— begin Document —
Version 0 of Common word prefix

Updated 2018-03-26 16:55:31 by dbohdan

dbohdan 2018-03-26: The following module lets you find the first N words two strings have in common, with words defined as sequences of non-separator characters.

See also

Code

Download with wiki-reaper: wiki-reaper -x 55229 0 | tee common-word-prefix.tcl

#! /usr/bin/env tclsh
# Copyright (c) 2018 dbohdan
# License: MIT
package require Tcl 8.5

namespace eval ::cwp {
    variable version 0.1.0
}

proc ::cwp::common-word-prefix {s1 s2 {sep {\s}} {includeLastSep 0}} {
    if {[string length $s2] > [string length $s1]} {
        set t $s2
        set s2 $s1
        set s1 $t
        unset t
    }
    set commonUpTo -1
    set offset 0

    set reWord [format {[^%s]+} $sep]
    set reSep [format {%s+} $sep]

    while 1 {
        if {!([regexp -indices -start $offset -- $reWord $s1 wordMatch] &&
              [string range $s1 {*}$wordMatch] eq
              [string range $s2 {*}$wordMatch])} {
            break
        }
        lassign $wordMatch _ offset
        if {!([regexp -indices -start $offset -- $reSep $s1 sepMatch] &&
              [string range $s1 {*}$sepMatch] eq
              [string range $s2 {*}$sepMatch])} {
            if {$offset == [string length $s2] - 1} {
                set commonUpTo $offset
            }
            break
        }
        lassign $sepMatch _ offset
        set commonUpTo [lindex [expr {
            $includeLastSep ? $sepMatch : $wordMatch
        }] 1]
    }
    if {$commonUpTo == -1} {
        return {}
    } else {
        return [string range $s1 0 $commonUpTo]   
    }
}

proc ::cwp::replace-prefix {prefix s {replacement { }}} {
    set prefixLen [string length $prefix]
    set replacementLen [string length $replacement]
    set repeats [expr {
        $replacementLen > 0 ?
        $prefixLen / $replacementLen + 1:
        0
    }]
    set newPrefix [string range [string repeat $replacement $repeats] \
                                0 \
                                $prefixLen-1]
    return $newPrefix[string range $s $prefixLen end]
}

# If this is the main script, run tests.
— end Document —
— begin Dataset records —
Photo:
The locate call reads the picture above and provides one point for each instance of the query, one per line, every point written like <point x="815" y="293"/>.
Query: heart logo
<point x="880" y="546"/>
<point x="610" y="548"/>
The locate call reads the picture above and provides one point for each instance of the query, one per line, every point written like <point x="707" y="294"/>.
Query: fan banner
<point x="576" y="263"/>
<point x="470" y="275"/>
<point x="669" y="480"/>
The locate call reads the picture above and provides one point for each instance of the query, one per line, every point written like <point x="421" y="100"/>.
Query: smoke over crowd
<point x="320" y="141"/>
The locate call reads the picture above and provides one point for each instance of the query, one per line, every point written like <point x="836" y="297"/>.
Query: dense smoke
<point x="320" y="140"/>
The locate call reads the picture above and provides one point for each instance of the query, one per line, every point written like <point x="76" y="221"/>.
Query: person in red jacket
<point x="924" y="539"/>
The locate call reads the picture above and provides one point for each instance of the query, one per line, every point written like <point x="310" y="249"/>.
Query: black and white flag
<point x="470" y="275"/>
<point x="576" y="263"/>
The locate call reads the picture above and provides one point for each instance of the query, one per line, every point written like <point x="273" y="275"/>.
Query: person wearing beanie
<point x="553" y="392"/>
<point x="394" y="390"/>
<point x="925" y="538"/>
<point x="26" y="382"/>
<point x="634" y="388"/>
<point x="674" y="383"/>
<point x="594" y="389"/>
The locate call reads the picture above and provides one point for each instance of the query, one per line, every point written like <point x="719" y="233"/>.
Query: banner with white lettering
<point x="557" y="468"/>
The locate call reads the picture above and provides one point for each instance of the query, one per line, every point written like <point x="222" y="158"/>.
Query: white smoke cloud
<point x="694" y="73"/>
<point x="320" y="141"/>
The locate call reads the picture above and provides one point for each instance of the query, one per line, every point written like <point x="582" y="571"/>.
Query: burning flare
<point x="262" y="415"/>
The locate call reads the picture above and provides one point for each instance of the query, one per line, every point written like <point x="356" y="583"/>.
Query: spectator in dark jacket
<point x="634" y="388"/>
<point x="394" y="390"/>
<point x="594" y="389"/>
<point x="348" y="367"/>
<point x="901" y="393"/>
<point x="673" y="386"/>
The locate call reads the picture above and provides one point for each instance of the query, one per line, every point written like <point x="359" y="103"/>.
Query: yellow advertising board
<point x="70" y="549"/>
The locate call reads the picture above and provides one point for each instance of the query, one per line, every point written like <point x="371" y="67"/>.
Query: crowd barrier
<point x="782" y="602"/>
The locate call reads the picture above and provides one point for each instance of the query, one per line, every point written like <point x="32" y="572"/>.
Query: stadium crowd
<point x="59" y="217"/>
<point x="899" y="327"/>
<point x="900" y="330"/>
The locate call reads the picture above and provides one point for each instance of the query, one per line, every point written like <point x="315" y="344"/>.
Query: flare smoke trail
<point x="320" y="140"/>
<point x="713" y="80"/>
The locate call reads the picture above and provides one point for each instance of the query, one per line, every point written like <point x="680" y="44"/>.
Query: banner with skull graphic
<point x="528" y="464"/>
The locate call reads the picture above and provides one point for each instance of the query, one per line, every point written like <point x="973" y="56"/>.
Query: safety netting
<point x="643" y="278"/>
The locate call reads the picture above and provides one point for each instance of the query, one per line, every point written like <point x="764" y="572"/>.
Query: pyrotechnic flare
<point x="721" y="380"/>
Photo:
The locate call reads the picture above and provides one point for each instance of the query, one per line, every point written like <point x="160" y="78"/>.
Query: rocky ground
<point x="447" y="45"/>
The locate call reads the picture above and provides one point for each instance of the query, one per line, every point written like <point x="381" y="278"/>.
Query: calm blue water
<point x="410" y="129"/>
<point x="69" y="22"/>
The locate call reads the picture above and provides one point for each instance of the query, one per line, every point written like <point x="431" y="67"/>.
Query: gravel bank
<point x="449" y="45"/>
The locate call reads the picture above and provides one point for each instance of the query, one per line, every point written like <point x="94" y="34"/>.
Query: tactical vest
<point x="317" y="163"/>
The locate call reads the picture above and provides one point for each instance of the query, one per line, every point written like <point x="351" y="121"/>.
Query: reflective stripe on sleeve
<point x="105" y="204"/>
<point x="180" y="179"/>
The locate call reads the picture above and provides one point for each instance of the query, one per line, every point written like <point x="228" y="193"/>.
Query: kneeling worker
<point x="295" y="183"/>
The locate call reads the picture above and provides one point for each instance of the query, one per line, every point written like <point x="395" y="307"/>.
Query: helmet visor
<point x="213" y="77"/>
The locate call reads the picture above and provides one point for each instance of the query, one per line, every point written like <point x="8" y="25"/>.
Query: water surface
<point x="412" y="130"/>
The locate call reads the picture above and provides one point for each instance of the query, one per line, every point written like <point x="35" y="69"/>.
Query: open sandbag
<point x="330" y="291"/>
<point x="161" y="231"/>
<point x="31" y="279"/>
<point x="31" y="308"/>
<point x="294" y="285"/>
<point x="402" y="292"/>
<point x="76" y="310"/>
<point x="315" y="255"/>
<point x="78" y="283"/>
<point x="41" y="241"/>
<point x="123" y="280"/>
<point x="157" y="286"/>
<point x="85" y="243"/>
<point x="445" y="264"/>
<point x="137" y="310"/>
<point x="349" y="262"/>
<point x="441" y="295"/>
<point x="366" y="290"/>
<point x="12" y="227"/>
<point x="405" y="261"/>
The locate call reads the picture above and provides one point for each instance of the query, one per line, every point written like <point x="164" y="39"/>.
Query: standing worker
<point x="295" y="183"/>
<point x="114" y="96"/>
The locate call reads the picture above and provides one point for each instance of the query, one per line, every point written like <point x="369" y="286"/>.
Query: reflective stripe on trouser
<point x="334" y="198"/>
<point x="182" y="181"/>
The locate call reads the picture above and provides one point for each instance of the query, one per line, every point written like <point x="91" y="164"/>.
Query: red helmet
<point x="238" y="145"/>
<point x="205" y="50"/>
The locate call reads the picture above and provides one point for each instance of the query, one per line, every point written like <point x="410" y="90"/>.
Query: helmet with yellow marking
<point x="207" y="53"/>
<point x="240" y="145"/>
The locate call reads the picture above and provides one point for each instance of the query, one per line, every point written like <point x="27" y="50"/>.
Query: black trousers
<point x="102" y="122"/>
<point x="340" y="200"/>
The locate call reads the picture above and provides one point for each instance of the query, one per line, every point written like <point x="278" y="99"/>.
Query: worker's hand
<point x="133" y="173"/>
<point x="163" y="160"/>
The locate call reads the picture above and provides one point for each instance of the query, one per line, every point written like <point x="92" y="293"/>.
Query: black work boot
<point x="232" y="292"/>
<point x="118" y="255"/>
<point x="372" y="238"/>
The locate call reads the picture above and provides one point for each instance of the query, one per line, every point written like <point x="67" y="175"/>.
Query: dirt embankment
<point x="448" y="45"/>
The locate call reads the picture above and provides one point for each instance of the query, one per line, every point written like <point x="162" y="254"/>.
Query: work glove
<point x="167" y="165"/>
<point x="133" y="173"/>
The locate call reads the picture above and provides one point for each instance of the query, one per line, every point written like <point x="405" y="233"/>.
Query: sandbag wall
— end Dataset records —
## Requirements:
(1) List the names of the parameters that the ::cwp::common-word-prefix procedure takes on the Common word prefix page.
(2) Write out the part of the Common word prefix page from "Version 0 of" up to and including "of non-separator characters.".

## Expected outputs:
(1) s1, s2, sep, includeLastSep

(2)
Version 0 of Common word prefix

Updated 2018-03-26 16:55:31 by dbohdan

dbohdan 2018-03-26: The following module lets you find the first N words two strings have in common, with words defined as sequences of non-separator characters.